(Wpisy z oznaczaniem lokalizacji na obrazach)

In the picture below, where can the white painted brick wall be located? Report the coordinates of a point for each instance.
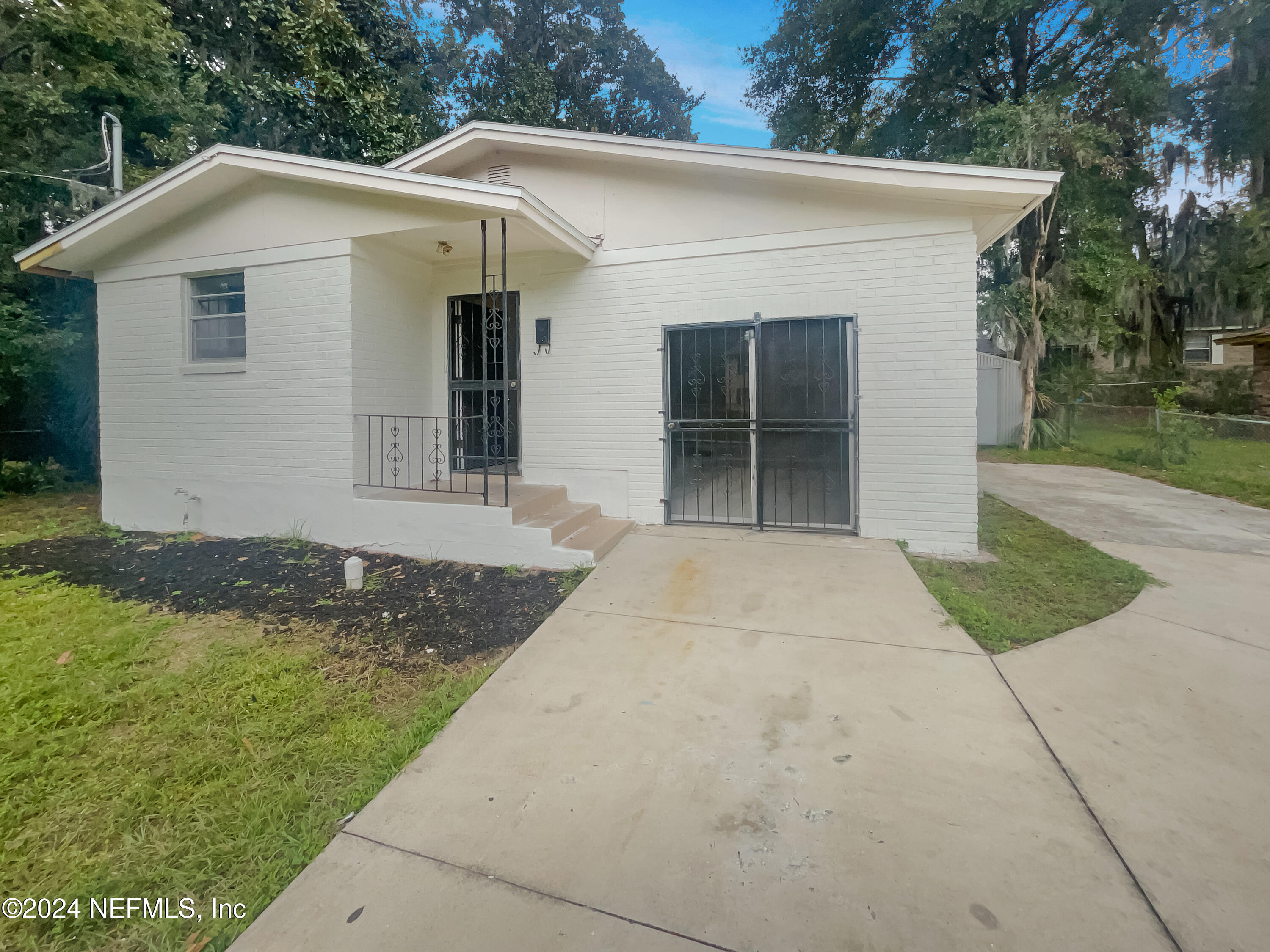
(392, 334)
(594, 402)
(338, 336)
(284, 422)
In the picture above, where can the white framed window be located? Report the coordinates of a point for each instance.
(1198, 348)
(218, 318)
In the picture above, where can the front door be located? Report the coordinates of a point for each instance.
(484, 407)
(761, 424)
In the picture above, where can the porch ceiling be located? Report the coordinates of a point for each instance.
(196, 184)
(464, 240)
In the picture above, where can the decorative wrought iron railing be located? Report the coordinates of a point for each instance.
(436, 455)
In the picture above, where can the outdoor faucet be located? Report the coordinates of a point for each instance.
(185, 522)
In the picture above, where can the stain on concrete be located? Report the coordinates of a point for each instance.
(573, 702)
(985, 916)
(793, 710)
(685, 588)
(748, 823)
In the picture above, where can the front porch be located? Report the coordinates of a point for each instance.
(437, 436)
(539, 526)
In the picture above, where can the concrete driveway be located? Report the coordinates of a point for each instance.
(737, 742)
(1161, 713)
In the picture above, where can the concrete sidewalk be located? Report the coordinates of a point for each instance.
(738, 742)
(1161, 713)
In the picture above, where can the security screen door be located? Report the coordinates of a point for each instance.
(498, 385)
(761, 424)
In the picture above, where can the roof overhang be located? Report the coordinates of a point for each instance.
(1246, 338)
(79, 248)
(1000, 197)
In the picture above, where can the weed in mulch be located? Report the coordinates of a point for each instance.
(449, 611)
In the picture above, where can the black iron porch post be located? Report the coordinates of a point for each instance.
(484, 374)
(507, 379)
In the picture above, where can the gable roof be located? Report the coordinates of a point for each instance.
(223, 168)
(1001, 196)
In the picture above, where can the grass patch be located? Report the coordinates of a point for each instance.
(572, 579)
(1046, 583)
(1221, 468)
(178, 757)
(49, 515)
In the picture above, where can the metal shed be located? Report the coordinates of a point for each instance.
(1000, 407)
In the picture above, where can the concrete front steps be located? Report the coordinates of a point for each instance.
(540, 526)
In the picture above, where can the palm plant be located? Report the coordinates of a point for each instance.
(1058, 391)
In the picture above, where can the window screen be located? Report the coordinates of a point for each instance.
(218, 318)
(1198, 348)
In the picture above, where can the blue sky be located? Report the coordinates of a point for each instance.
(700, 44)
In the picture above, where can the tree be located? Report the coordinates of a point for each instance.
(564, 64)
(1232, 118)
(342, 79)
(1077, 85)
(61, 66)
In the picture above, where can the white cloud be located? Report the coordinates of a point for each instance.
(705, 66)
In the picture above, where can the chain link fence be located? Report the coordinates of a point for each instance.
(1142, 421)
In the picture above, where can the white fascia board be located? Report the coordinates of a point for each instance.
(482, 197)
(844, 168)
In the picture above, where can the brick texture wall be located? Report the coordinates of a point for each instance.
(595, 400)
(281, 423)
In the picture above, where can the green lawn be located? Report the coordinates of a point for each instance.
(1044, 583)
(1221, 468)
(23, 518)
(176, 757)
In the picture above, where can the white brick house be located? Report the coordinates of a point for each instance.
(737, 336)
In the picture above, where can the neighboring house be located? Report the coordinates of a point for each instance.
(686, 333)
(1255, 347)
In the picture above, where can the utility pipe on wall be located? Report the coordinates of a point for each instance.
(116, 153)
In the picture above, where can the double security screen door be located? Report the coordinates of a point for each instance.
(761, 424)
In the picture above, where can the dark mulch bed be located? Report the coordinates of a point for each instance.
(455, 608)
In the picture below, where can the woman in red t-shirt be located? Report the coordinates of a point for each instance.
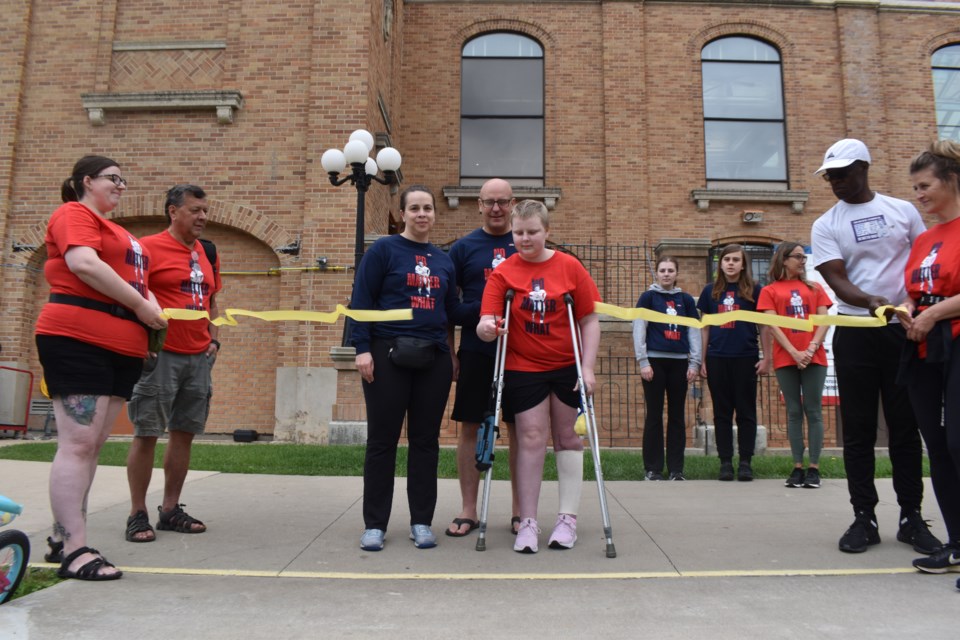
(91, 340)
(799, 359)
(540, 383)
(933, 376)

**TREŚĆ ZADANIA**
Zmień we wszystkich rekordach powyżej „be located” na „be found”, a resztę pozostaw bez zmian. Podaj całość ponownie, pomijając obrazy.

**ODPOWIEDŹ KOŃCOWA**
In the picture below, where can the white painted brick wall be found? Report the coordinates of a point for each instance.
(392, 334)
(594, 402)
(338, 336)
(284, 422)
In the picture above, where can the white framed window be found? Report the coordinates of a point for each instance.
(1198, 348)
(218, 318)
In the picture above, where can the front door be found? Report the coordinates of a point for each instance.
(484, 407)
(761, 424)
In the picture above, where can the porch ceiling be found? Report the coordinates of a point for each instance.
(196, 184)
(464, 240)
In the picture above, where can the decorative wrought iron railing be found? Report the coordinates of a point for each instance.
(436, 455)
In the picture above, where can the outdoor faucet be found? Report the coordinates of a point for each instance.
(185, 522)
In the picture above, where can the stain on concrete be found? Report the coordinates of a point for each instance.
(573, 702)
(985, 916)
(793, 710)
(685, 588)
(748, 823)
In the picture above, where can the front porch be found? Report the coordinates of a point for each instance.
(437, 436)
(539, 526)
In the picture above, where can the concrete driveway be found? Report the coordinates of a point for each instance.
(737, 742)
(1161, 713)
In the picture above, where can the concrete sidewalk be found? Report the coordinates of a point for each instance.
(738, 742)
(1161, 713)
In the picture above, where can the security screen door be found? Report the coordinates of a point for each instance.
(498, 385)
(761, 424)
In the picture above, where can the roof overhang be found? Report the coordinates of a point for each instance.
(1246, 338)
(79, 248)
(1000, 197)
In the picture above, where can the weed in mulch be found? Report the coordinates of a point for each instance.
(449, 611)
In the picture above, where can the black iron porch post be found? Report the coordinates of a point for each instance.
(484, 374)
(507, 379)
In the picture above, where can the gable roof be found? Report the coordinates of a point for each instance.
(223, 168)
(1001, 196)
In the picture above, where can the grass patch be found? Report the coordinates of a point for each instance.
(572, 579)
(1046, 583)
(1221, 468)
(178, 757)
(49, 515)
In the picture above, where can the metal shed be found? Report the coordinates of a point for each instance.
(1000, 407)
In the picture above, where can the concrete front steps be found? Report the coordinates of a point for each instance.
(540, 526)
In the picture above, where can the palm plant be found? Report the coordinates of a point for each instance.
(1058, 391)
In the picture above, where can the window screen be found? Report the coordinates of a point for each instance.
(218, 318)
(1198, 348)
In the picture above, where can the blue sky be found? Report the coordinates of a point for each instance.
(700, 44)
In the picture above, where can the tree be found? Report the coordinates of a point for each instance.
(564, 64)
(1232, 118)
(342, 79)
(1077, 85)
(61, 66)
In the picture above, where can the white cloud be found? Report the coordinates of a point for each instance.
(705, 66)
In the picture above, where can the chain link fence be found? Report the coordinates of a point for each instance.
(1142, 421)
In the picture above, where can the white fascia board be found? Report the coordinates of a point for each instance.
(482, 197)
(844, 168)
In the picture above, where can the brick texture wall be found? Report the coordinates of a point for each instance.
(595, 400)
(281, 423)
In the picture above, where can the green lawn be found? Report the coordinates of a point for each instance.
(1044, 583)
(1221, 468)
(23, 518)
(176, 757)
In the picture above, where can the white brick house be found? Report the coordinates of a point for each instance.
(737, 336)
In the picture above, where can the neighboring house be found? Report the coordinates of a point for each instance.
(686, 333)
(1255, 347)
In the picture above, where can the utility pipe on wall be found? Report the coordinates of a point for each instance.
(116, 153)
In the picture above, where can the double security screen door be found? Report the coordinates of a point for each instance.
(761, 424)
In the picture above, where can the dark mulch bed be found? Report the coordinates of a point for each instance.
(455, 608)
In the picture below, where can the woman in red t-shirt be found? Report the coordinates of a point for each instance.
(91, 340)
(799, 359)
(540, 383)
(933, 376)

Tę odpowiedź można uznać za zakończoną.